What is being asked: Lay out all the entries below as a Markdown table with the columns Row and Line. Put one line per row with its number, and leave out blank lines.

Dataset records:
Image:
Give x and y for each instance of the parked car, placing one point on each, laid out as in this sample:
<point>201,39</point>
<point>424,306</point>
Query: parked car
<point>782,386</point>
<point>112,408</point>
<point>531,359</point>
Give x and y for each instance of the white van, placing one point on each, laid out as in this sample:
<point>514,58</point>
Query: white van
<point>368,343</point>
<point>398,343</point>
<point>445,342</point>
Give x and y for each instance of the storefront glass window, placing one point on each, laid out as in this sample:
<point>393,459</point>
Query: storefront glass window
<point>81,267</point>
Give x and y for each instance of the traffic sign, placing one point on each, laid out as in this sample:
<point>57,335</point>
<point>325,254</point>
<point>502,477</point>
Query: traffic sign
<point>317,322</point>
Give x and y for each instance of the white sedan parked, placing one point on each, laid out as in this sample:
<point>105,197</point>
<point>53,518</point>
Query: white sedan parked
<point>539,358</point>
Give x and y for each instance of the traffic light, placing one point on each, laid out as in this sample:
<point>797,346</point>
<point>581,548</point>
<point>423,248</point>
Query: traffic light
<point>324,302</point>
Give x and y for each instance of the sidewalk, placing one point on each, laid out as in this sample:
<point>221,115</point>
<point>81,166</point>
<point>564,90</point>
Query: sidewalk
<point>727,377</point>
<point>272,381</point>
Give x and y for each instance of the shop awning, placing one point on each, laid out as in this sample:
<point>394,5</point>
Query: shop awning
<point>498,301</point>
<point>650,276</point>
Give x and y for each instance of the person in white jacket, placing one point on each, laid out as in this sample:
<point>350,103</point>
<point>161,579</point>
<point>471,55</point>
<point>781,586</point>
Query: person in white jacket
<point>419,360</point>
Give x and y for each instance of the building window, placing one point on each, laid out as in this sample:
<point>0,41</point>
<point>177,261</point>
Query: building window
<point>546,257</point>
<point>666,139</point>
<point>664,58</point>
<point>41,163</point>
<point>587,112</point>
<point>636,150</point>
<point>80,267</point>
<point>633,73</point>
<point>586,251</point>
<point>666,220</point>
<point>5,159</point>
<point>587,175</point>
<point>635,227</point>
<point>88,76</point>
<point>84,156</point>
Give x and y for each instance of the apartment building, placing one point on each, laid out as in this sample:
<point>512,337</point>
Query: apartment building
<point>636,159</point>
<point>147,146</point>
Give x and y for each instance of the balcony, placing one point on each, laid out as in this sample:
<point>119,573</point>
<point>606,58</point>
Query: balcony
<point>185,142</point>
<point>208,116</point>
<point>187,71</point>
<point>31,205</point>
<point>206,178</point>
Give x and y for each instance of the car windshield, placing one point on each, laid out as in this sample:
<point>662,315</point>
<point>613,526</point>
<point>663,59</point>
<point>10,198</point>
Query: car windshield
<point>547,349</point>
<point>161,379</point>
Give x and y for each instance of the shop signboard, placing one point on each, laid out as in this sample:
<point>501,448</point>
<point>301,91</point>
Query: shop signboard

Solution for this exercise:
| Row | Line |
|---|---|
| 1 | Image: |
| 2 | Give x and y for each instance of the parked car, placing one point on each, laid out as in this sample: |
| 3 | <point>201,39</point> |
| 4 | <point>424,306</point> |
| 5 | Query: parked car |
| 6 | <point>782,386</point> |
| 7 | <point>112,408</point> |
| 8 | <point>531,359</point> |
| 9 | Give x and y for each instance of the white van, placing one point on each, laid out as in this sample: |
| 10 | <point>514,58</point> |
| 11 | Query: white van |
| 12 | <point>368,343</point> |
| 13 | <point>398,343</point> |
| 14 | <point>445,342</point> |
| 15 | Give x and y for each instance of the storefront glass window, placing one point on each, laid out as in this sample: |
| 16 | <point>393,459</point> |
| 17 | Query: storefront glass window |
| 18 | <point>81,267</point> |
| 19 | Give x and y for each instance of the traffic sign, placing one point on each, laid out as in this sample: |
| 20 | <point>57,335</point> |
| 21 | <point>325,254</point> |
| 22 | <point>502,477</point> |
| 23 | Query: traffic sign |
| 24 | <point>317,322</point> |
| 25 | Give x and y for each instance of the white sedan parked, placing one point on each, laid out as in this sample: |
| 26 | <point>105,197</point> |
| 27 | <point>53,518</point> |
| 28 | Query: white sedan parked |
| 29 | <point>539,358</point> |
| 30 | Give x and y for each instance of the traffic light, placing one point on each, laid out as in this sample: |
| 31 | <point>797,346</point> |
| 32 | <point>581,548</point> |
| 33 | <point>423,248</point> |
| 34 | Query: traffic light |
| 35 | <point>324,302</point> |
| 36 | Give x and y for each instance of the sidewalk, placing one point on each, laid out as in this sample: |
| 37 | <point>221,115</point> |
| 38 | <point>81,166</point> |
| 39 | <point>564,90</point> |
| 40 | Query: sidewalk |
| 41 | <point>727,377</point> |
| 42 | <point>272,381</point> |
| 43 | Give x and y for each instance of the shop awning, placing one point on each, laid out as in this sample: |
| 44 | <point>394,5</point> |
| 45 | Query: shop awning |
| 46 | <point>498,301</point> |
| 47 | <point>650,276</point> |
| 48 | Give x and y for each instance of the person in white jacket, placing one point on each, laid out as in this sample: |
| 49 | <point>350,103</point> |
| 50 | <point>161,579</point> |
| 51 | <point>471,55</point> |
| 52 | <point>781,586</point> |
| 53 | Query: person in white jacket |
| 54 | <point>419,360</point> |
| 55 | Give x and y for each instance of the building window, placing one point on each, laid out as in this sample: |
| 56 | <point>0,41</point> |
| 57 | <point>177,261</point> |
| 58 | Query: building window |
| 59 | <point>546,257</point> |
| 60 | <point>666,139</point> |
| 61 | <point>664,58</point> |
| 62 | <point>41,163</point> |
| 63 | <point>587,112</point> |
| 64 | <point>636,150</point> |
| 65 | <point>80,267</point> |
| 66 | <point>633,73</point> |
| 67 | <point>586,251</point> |
| 68 | <point>666,220</point> |
| 69 | <point>5,159</point> |
| 70 | <point>587,175</point> |
| 71 | <point>635,227</point> |
| 72 | <point>88,76</point> |
| 73 | <point>84,156</point> |
| 74 | Give x and y for each instance of the apartment building, placing one point on each, laid out as in this sample: |
| 75 | <point>512,337</point> |
| 76 | Query: apartment building |
| 77 | <point>636,159</point> |
| 78 | <point>147,146</point> |
| 79 | Give x and y for each instance of the balcony, placing one point on each, laid out as in this sample: |
| 80 | <point>119,573</point> |
| 81 | <point>606,58</point> |
| 82 | Query: balcony |
| 83 | <point>185,142</point> |
| 84 | <point>208,116</point> |
| 85 | <point>187,71</point> |
| 86 | <point>31,205</point> |
| 87 | <point>206,178</point> |
| 88 | Give x and y for each instance of the car windshield, placing one point on each, laid out as in this sample: |
| 89 | <point>662,315</point> |
| 90 | <point>613,526</point> |
| 91 | <point>663,59</point> |
| 92 | <point>10,198</point> |
| 93 | Query: car windshield |
| 94 | <point>547,349</point> |
| 95 | <point>161,379</point> |
| 96 | Give x and y for each instance of the shop signboard, placing one point on each, laid out as in this sample: |
| 97 | <point>501,448</point> |
| 98 | <point>301,91</point> |
| 99 | Query: shop signboard |